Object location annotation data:
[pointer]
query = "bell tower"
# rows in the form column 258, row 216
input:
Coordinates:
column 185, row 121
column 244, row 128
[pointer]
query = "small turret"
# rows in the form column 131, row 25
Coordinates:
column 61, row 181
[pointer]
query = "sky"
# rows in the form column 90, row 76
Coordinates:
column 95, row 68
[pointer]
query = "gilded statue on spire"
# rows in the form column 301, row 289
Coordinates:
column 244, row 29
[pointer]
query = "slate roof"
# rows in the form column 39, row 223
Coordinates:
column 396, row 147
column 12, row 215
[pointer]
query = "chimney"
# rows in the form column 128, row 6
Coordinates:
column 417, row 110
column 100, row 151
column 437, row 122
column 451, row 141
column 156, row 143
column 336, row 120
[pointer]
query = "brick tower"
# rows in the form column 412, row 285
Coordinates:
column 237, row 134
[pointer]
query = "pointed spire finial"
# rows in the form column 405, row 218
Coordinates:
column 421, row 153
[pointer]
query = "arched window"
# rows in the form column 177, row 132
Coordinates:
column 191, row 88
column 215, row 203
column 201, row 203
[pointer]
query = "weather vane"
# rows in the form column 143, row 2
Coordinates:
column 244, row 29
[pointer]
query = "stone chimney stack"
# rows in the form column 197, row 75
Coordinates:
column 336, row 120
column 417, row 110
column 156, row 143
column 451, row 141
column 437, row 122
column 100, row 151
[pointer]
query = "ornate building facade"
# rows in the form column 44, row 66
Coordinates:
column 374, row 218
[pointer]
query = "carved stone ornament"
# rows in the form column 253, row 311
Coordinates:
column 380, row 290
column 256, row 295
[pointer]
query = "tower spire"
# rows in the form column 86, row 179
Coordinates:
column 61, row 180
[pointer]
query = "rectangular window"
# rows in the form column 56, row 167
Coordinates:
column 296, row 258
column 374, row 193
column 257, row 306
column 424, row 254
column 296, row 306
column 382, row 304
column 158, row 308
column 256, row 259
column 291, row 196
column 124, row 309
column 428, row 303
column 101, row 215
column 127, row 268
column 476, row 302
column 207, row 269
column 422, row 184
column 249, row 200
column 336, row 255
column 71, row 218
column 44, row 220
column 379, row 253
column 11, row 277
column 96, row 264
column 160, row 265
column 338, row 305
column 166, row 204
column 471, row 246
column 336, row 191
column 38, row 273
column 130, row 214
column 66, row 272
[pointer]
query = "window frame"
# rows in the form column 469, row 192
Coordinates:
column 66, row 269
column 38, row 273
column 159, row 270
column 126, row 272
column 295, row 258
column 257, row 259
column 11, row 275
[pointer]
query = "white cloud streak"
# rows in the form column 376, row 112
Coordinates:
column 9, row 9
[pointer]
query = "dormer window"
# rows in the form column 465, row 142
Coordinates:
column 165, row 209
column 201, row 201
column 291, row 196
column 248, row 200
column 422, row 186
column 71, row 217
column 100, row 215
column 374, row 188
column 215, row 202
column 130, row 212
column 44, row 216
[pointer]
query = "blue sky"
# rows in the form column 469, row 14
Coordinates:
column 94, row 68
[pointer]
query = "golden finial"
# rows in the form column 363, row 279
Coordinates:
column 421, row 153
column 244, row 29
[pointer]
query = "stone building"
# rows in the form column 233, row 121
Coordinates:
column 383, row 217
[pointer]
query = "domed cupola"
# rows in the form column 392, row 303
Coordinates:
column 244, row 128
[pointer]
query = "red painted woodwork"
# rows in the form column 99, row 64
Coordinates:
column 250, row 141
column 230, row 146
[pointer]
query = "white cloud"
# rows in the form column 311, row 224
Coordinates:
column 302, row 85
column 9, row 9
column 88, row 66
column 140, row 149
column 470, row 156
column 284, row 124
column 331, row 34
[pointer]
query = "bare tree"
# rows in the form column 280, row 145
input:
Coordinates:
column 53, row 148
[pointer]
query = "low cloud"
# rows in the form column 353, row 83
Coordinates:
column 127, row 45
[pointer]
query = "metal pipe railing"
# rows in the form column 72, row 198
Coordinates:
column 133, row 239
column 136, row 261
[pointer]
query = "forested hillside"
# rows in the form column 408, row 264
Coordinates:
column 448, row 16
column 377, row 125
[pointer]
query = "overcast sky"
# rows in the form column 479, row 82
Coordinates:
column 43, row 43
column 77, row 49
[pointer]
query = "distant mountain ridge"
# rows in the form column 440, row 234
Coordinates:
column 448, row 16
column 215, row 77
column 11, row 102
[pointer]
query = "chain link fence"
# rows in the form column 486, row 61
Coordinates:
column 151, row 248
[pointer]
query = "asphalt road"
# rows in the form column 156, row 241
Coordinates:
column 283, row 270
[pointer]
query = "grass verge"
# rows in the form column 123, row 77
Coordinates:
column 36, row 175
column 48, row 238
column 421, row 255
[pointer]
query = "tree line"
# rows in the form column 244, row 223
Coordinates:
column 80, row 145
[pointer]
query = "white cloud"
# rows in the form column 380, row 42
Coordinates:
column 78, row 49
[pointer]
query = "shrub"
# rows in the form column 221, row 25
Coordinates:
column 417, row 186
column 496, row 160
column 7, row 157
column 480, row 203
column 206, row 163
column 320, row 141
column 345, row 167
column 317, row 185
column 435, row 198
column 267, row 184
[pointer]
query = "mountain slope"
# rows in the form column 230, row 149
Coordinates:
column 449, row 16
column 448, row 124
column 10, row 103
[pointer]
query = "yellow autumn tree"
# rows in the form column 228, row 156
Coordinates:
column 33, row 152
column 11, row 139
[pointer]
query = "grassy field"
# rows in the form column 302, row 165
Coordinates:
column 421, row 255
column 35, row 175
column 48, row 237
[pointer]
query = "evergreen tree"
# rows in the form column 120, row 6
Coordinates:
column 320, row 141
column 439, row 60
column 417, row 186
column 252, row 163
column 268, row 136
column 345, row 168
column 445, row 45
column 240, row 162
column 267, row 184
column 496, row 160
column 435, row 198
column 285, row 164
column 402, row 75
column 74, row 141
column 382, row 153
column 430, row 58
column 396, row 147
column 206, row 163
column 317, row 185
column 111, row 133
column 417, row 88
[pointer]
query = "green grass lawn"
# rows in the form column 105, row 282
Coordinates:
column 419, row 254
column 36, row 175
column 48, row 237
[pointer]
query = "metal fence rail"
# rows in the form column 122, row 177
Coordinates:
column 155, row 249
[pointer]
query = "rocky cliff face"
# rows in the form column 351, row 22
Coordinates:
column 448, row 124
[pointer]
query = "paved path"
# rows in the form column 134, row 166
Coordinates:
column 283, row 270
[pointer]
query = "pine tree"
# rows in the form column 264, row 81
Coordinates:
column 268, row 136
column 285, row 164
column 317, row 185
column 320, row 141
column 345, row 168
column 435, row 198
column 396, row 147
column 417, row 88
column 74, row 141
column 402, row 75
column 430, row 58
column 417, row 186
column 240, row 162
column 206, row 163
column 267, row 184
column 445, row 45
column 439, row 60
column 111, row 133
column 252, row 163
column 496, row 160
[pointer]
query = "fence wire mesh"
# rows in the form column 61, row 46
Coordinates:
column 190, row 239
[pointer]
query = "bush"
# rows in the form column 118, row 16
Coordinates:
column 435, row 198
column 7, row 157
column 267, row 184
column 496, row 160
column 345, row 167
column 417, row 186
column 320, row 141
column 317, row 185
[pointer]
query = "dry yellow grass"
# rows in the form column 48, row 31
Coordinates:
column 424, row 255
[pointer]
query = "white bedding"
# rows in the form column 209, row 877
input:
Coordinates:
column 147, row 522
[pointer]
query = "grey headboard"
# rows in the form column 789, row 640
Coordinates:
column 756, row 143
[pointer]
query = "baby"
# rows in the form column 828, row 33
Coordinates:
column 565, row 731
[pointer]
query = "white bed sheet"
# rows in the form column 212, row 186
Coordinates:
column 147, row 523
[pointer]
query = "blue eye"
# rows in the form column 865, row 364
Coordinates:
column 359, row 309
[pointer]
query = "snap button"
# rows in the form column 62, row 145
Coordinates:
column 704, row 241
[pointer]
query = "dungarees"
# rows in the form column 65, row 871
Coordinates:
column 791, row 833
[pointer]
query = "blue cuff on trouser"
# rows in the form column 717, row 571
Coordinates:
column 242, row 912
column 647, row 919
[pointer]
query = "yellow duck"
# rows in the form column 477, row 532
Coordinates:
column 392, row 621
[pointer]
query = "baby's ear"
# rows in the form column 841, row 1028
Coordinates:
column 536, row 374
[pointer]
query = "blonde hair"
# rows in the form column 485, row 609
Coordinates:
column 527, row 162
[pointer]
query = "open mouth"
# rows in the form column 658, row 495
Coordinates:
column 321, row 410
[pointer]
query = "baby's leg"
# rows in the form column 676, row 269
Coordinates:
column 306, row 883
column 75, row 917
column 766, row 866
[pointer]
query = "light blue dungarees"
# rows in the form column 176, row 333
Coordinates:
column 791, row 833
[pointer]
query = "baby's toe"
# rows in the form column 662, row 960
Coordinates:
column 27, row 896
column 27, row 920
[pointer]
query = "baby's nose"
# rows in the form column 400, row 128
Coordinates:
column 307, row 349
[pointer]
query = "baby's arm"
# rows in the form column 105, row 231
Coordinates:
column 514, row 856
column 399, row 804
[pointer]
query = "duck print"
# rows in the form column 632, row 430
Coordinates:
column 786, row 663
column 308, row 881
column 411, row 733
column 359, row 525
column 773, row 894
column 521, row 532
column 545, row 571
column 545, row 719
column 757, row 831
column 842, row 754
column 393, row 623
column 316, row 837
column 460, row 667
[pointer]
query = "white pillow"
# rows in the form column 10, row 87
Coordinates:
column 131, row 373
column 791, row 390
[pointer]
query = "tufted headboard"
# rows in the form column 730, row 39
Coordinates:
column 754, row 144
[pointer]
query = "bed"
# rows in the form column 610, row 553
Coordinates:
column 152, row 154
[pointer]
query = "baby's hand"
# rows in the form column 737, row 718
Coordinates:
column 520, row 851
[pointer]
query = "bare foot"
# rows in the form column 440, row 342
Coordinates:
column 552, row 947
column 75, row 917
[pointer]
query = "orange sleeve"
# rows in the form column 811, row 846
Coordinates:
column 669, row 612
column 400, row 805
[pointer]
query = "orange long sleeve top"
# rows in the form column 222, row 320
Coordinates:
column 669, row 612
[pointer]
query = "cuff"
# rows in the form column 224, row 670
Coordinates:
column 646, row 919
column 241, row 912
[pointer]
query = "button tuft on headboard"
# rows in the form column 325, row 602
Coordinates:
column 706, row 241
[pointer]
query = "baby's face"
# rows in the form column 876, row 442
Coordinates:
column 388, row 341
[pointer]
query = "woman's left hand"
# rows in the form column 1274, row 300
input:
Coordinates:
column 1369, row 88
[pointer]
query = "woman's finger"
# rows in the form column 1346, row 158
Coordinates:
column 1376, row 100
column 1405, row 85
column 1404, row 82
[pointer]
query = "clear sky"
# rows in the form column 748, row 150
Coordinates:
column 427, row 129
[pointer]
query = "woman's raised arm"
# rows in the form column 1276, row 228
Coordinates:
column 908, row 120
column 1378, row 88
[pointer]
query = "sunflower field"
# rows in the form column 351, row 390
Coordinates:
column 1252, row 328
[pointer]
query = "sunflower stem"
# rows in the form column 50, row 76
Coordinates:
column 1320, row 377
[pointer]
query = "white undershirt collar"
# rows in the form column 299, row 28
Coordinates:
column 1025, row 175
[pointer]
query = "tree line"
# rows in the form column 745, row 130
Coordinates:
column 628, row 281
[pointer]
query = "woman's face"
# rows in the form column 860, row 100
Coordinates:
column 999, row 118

# Stated goal
Rewrite everything from the start of the lines down through the line containing "column 61, row 180", putting "Locations" wherever "Coordinates" appears and leaving all else as it is.

# Solved exercise
[pointer]
query = "bell tower"
# rows in the form column 258, row 216
input:
Locations:
column 185, row 121
column 244, row 128
[pointer]
query = "small turret"
# rows in the form column 131, row 25
Locations:
column 61, row 181
[pointer]
query = "sky"
# rows in the form column 90, row 76
Locations:
column 95, row 68
[pointer]
query = "gilded statue on spire"
# rows in the form column 301, row 289
Locations:
column 244, row 29
[pointer]
query = "slate roof"
# rows in the form column 39, row 223
Locations:
column 396, row 147
column 12, row 215
[pointer]
query = "chimney"
# rows in the form column 128, row 6
Locations:
column 417, row 110
column 100, row 151
column 437, row 122
column 451, row 141
column 156, row 143
column 336, row 120
[pointer]
query = "brick tower"
# rows in the form column 412, row 285
Locations:
column 237, row 134
[pointer]
query = "pointed spire finial"
# rows in the form column 405, row 218
Locations:
column 421, row 153
[pointer]
query = "arched window"
# rows in the form column 177, row 132
Locations:
column 191, row 88
column 215, row 203
column 201, row 203
[pointer]
query = "weather vane"
# rows in the form column 143, row 2
Locations:
column 244, row 29
[pointer]
query = "stone chimney stack"
# rows in the form column 197, row 75
Locations:
column 336, row 120
column 417, row 110
column 156, row 143
column 451, row 141
column 437, row 122
column 100, row 151
[pointer]
query = "ornate building facade"
# rows in the form column 44, row 66
Locations:
column 374, row 218
[pointer]
query = "carved stone ornament"
# rows in the form column 253, row 311
Locations:
column 380, row 290
column 256, row 295
[pointer]
query = "tower spire"
# rows in the form column 86, row 179
Locations:
column 61, row 180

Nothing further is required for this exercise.